§ STATED EXERCISE
All records are to be retyped faithfully and completely.

# # # # # # #

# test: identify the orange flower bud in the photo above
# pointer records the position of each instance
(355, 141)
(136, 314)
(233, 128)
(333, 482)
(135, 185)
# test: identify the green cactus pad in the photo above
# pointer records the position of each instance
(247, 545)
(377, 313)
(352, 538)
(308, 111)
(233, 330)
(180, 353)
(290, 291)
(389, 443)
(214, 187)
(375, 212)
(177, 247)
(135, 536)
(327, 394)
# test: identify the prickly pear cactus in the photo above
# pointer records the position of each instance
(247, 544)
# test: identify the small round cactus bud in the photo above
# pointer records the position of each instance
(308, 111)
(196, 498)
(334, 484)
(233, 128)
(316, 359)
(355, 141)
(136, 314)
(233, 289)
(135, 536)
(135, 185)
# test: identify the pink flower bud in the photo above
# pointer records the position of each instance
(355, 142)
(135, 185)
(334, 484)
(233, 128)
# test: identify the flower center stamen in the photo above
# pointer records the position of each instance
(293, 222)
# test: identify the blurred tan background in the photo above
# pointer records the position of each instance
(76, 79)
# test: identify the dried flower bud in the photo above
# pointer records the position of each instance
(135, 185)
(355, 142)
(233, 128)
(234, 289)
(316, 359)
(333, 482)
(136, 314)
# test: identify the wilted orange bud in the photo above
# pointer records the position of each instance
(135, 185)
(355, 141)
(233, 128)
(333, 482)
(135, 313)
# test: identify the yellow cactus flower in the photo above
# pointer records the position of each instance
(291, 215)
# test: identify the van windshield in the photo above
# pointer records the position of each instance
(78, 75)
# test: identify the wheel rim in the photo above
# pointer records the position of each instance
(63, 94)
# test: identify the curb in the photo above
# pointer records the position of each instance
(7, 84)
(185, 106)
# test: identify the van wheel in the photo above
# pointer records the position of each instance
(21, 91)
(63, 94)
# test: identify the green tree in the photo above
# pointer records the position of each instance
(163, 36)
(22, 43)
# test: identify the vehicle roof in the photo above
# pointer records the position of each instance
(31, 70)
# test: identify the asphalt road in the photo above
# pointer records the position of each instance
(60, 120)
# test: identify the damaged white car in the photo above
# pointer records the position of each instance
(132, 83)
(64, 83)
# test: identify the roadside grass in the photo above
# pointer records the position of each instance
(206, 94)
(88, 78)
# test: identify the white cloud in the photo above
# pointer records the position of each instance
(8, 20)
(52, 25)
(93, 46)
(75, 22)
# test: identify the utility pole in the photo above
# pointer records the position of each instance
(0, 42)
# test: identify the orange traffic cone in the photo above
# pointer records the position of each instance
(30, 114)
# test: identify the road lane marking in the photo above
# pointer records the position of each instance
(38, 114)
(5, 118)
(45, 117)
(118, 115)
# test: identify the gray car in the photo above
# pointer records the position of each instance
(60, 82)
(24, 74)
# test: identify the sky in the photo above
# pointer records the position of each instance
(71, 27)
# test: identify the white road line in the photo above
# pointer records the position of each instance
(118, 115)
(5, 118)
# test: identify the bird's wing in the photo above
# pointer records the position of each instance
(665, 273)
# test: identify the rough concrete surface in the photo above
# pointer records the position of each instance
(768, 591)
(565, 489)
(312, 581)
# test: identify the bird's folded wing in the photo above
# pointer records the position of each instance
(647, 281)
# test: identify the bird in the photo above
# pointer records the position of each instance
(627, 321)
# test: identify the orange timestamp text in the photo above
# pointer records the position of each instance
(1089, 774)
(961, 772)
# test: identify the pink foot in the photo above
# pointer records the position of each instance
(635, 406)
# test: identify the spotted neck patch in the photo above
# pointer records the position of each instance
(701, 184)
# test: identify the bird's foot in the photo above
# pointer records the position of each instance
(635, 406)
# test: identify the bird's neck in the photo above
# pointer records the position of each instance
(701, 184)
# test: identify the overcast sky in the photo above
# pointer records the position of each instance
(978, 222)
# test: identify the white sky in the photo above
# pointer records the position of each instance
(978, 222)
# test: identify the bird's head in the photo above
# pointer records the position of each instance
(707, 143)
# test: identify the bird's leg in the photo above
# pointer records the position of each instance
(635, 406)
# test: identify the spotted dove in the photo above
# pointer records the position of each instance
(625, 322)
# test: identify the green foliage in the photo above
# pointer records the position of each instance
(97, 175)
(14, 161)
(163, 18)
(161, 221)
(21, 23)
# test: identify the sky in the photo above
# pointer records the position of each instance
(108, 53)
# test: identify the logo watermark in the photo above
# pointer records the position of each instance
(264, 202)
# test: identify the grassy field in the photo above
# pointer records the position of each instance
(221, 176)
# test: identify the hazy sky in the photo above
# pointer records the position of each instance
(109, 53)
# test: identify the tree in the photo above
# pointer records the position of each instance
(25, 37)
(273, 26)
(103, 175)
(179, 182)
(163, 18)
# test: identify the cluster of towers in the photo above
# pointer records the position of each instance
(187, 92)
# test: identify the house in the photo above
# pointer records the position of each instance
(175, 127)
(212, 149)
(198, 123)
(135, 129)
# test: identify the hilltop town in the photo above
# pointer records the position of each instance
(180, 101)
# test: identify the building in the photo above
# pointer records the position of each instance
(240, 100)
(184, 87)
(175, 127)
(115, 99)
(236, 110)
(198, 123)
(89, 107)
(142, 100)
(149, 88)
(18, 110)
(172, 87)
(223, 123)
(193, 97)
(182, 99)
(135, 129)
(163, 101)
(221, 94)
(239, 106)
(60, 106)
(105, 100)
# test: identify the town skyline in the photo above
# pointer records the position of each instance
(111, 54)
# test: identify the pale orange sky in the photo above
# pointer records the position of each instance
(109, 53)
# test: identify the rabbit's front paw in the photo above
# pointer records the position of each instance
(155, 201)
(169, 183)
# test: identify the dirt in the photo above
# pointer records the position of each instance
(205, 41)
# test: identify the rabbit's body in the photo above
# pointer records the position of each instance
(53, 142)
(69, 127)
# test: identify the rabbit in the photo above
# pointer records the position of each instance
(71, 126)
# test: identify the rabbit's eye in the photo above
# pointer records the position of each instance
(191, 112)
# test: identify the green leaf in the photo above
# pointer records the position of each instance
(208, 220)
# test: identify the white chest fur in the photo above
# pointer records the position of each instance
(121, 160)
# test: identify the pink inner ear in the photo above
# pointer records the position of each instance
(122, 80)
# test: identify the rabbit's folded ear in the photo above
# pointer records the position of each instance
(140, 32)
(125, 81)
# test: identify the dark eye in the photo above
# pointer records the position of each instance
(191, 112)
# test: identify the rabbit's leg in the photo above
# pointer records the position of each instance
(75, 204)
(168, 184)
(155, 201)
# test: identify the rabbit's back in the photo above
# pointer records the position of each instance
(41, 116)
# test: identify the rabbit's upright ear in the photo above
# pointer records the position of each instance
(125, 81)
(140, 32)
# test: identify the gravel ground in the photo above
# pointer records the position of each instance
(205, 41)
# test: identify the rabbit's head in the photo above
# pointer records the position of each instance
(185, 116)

# # # # # # #

§ RESPONSE
# test: identify the orange flower bud in the photo above
# pointer records the position of each instance
(355, 141)
(136, 314)
(233, 128)
(333, 482)
(135, 185)
# test: identify the green cactus pad in the photo above
# pointer records the position of each instance
(247, 545)
(377, 313)
(352, 538)
(308, 111)
(233, 330)
(180, 353)
(290, 291)
(389, 443)
(214, 187)
(375, 212)
(177, 247)
(135, 536)
(327, 394)
# test: identify the prickly pear cactus in the photo above
# pointer records the position of each instance
(247, 544)
# test: identify the small round cactus bud in the photo above
# pointer records the position of each instance
(308, 111)
(196, 498)
(334, 484)
(233, 128)
(316, 359)
(355, 141)
(136, 314)
(233, 289)
(135, 536)
(135, 185)
# test: identify the pink flower bud in the photo above
# pointer records the position of each instance
(355, 142)
(135, 185)
(334, 484)
(233, 128)
# test: identify the flower center stamen in the photo above
# pointer records the position of each instance
(293, 222)
# test: identify the blurred tan background in the photo above
# pointer records the position of each instance
(76, 79)
# test: identify the dried flower bud in the photo above
# pointer records the position of each instance
(135, 185)
(355, 142)
(233, 128)
(234, 289)
(316, 359)
(333, 482)
(136, 314)
# test: identify the wilted orange bud in the photo above
# pointer records the position of each instance
(135, 185)
(355, 141)
(233, 128)
(333, 482)
(135, 313)
# test: identify the yellow cactus flower in the photo above
# pointer records the position of each instance
(291, 215)
# test: identify the van windshield in the photo above
# pointer records the position of each instance
(78, 75)
# test: identify the wheel rim in the photo above
# pointer records the position of each instance
(63, 94)
# test: identify the curb in the photo above
# pointer records the position of each instance
(7, 84)
(185, 106)
# test: identify the van wheel in the photo above
# pointer records the position of each instance
(21, 91)
(63, 94)
# test: identify the green tree in the photo above
# pointer records the position of each instance
(163, 36)
(22, 43)
# test: identify the vehicle roof in the photo above
# pointer records the position of each instance
(31, 70)
# test: identify the asphalt road in the photo above
# pointer records the position of each instance
(60, 120)
# test: identify the damaged white car in the photo above
# pointer records the position of each instance
(132, 83)
(64, 83)
# test: identify the roadside grass in the photo above
# pointer records the position of each instance
(206, 94)
(88, 78)
# test: identify the white cloud in the photo above
# pointer records the position of each instance
(8, 20)
(52, 25)
(93, 46)
(75, 22)
# test: identify the utility pole in the photo above
# pointer records the position of each instance
(0, 42)
# test: identify the orange traffic cone in the photo above
# pointer records the position of each instance
(30, 114)
# test: identify the road lane marking in the photo above
# pointer records the position of each instance
(38, 114)
(5, 118)
(45, 117)
(118, 115)
# test: identify the gray car in the photo above
# pointer records the position of each instance
(60, 82)
(24, 74)
# test: identify the sky in the photo above
# pointer records the position of each instance
(71, 27)
# test: identify the white road line in the photo above
# pointer records the position of each instance
(118, 115)
(5, 118)
# test: identify the bird's wing in the photo above
# pointer records the position of each instance
(665, 273)
# test: identify the rough concrete surface in the photo above
# pointer records the position of each instance
(768, 591)
(565, 489)
(312, 581)
# test: identify the bird's folded wing in the photo above
# pointer records the position of each instance
(647, 281)
# test: identify the bird in the photo above
# pointer records the position of each instance
(627, 321)
# test: identify the orange timestamp text in the photo above
# pointer records the position of each instance
(1089, 774)
(961, 772)
# test: identify the pink foot in the photo above
# pointer records the position of each instance
(635, 406)
# test: identify the spotted neck patch in the photo above
# pointer records the position of each instance
(701, 184)
# test: identify the bird's foot in the photo above
# pointer records the position of each instance
(635, 406)
# test: identify the bird's neck in the photo above
# pointer records the position of each instance
(701, 184)
# test: identify the overcast sky in the photo above
# pointer records the position of each instance
(978, 222)
# test: identify the white sky in the photo above
# pointer records the position of each instance
(978, 222)
# test: identify the bird's head in the photo above
# pointer records the position of each instance
(707, 143)
# test: identify the bird's leg in the photo above
# pointer records the position of each instance
(635, 406)
# test: identify the spotted dove in the photo above
# pointer records the position of each instance
(625, 322)
# test: identify the green foliage in the photo above
# pointer records the position of each instance
(97, 175)
(14, 161)
(163, 18)
(161, 221)
(21, 23)
# test: identify the sky in the photo above
# pointer records the position of each instance
(108, 53)
# test: identify the logo watermark in the photo above
# pointer records the position of each instance
(264, 202)
# test: identify the grassy field in the photo above
# pointer records the position of each instance
(221, 176)
# test: identify the hazy sky in the photo above
# pointer records the position of each instance
(109, 53)
# test: identify the tree in the photo above
# pointer records the position of each instance
(25, 37)
(273, 26)
(103, 175)
(179, 182)
(163, 18)
# test: identify the cluster of towers in the photo above
# pointer records the position of each instance
(187, 92)
# test: identify the house in the photo above
# pointer records the position of each instance
(175, 127)
(212, 149)
(198, 123)
(135, 129)
# test: identify the hilltop town in the photo above
# pointer records the position of each instance
(180, 101)
# test: identify the building in the photo above
# pointer records the position of each instance
(240, 100)
(184, 87)
(175, 127)
(115, 99)
(236, 110)
(198, 123)
(89, 107)
(142, 100)
(149, 88)
(18, 110)
(172, 87)
(223, 123)
(193, 97)
(182, 99)
(135, 129)
(163, 101)
(221, 94)
(239, 106)
(60, 106)
(105, 100)
# test: identify the town skyline in the photo above
# pointer records the position of each instance
(111, 54)
# test: identify the pale orange sky in the photo above
# pointer records the position of each instance
(109, 53)
# test: identify the rabbit's front paw in the photo above
# pointer records the position of each instance
(155, 201)
(169, 183)
# test: identify the dirt in the photo above
# pointer records the position of each instance
(205, 41)
# test: identify the rabbit's body in the photo above
# pointer records the position of each instance
(53, 142)
(69, 127)
# test: identify the rabbit in the photo above
# pointer records the position of each instance
(71, 126)
# test: identify the rabbit's eye in the photo above
# pointer records the position of each instance
(191, 112)
# test: identify the green leaf in the photo above
# pointer records the position of each instance
(208, 220)
# test: identify the white chest fur in the photo above
# pointer records the position of each instance
(121, 160)
# test: identify the pink inner ear in the photo above
# pointer records the position of each instance
(122, 80)
# test: identify the rabbit's folded ear in the photo above
# pointer records the position of each instance
(140, 32)
(125, 81)
# test: identify the dark eye in the photo above
# pointer records the position of each instance
(191, 112)
# test: identify the rabbit's leg in the photo above
# pointer records the position of each instance
(75, 204)
(168, 184)
(155, 201)
# test: identify the rabbit's back in the photo above
# pointer records the position of each instance
(41, 116)
# test: identify the rabbit's upright ear in the photo above
# pointer records the position of each instance
(125, 81)
(140, 32)
# test: identify the gravel ground in the photo above
# pointer records the position of each instance
(205, 41)
# test: identify the rabbit's head in the photo above
# pointer records the position of each instance
(185, 116)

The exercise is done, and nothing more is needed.